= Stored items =
'''

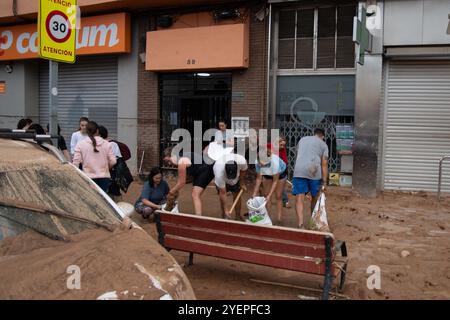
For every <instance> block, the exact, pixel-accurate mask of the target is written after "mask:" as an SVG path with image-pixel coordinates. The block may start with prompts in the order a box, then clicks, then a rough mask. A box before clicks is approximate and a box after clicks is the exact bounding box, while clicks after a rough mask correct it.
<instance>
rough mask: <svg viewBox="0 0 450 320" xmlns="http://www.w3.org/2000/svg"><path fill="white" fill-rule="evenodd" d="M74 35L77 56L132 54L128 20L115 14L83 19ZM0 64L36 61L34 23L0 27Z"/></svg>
mask: <svg viewBox="0 0 450 320" xmlns="http://www.w3.org/2000/svg"><path fill="white" fill-rule="evenodd" d="M80 25H81V27H80V30H77V34H76V50H75V51H76V55H93V54H105V53H125V52H130V51H131V46H130V17H129V15H128V14H127V13H115V14H108V15H102V16H94V17H87V18H82V19H81V23H80ZM0 39H1V40H0V52H2V54H0V61H2V60H6V61H10V60H21V59H35V58H38V57H39V56H38V50H39V47H38V32H37V25H36V24H26V25H17V26H9V27H0Z"/></svg>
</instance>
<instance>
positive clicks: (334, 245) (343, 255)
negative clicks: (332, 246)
mask: <svg viewBox="0 0 450 320" xmlns="http://www.w3.org/2000/svg"><path fill="white" fill-rule="evenodd" d="M334 250H335V251H340V252H341V255H342V256H343V257H347V246H346V245H345V241H340V240H338V241H336V244H335V245H334Z"/></svg>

'''

= What is needed =
Copy every record exactly, but skip the pictures.

= Completed task =
For every <instance> block, the exact, pixel-accurate mask of the target is written after "mask:" as an SVG path with image-pixel coordinates. The block may start with prompts in the order a box, then clicks, then a rough mask. A box before clicks is approximate and a box after clicks is the exact bounding box, while clicks after a rough mask correct it.
<instance>
rough mask: <svg viewBox="0 0 450 320" xmlns="http://www.w3.org/2000/svg"><path fill="white" fill-rule="evenodd" d="M74 35L77 56L132 54L128 20L115 14L83 19ZM0 64L36 61L34 23L0 27Z"/></svg>
mask: <svg viewBox="0 0 450 320" xmlns="http://www.w3.org/2000/svg"><path fill="white" fill-rule="evenodd" d="M80 25H81V27H80V30H77V34H76V50H75V51H76V55H93V54H105V53H125V52H130V51H131V46H130V17H129V15H128V14H127V13H115V14H108V15H102V16H94V17H87V18H82V19H81V23H80ZM0 39H1V40H0V52H2V54H0V61H2V60H6V61H10V60H21V59H35V58H38V57H39V56H38V50H39V47H38V32H37V25H36V24H26V25H17V26H9V27H0Z"/></svg>
</instance>
<instance>
positive clicks: (334, 245) (343, 255)
negative clicks: (332, 246)
mask: <svg viewBox="0 0 450 320" xmlns="http://www.w3.org/2000/svg"><path fill="white" fill-rule="evenodd" d="M334 250H335V251H340V252H341V255H342V256H343V257H347V246H346V245H345V241H340V240H338V241H336V244H335V245H334Z"/></svg>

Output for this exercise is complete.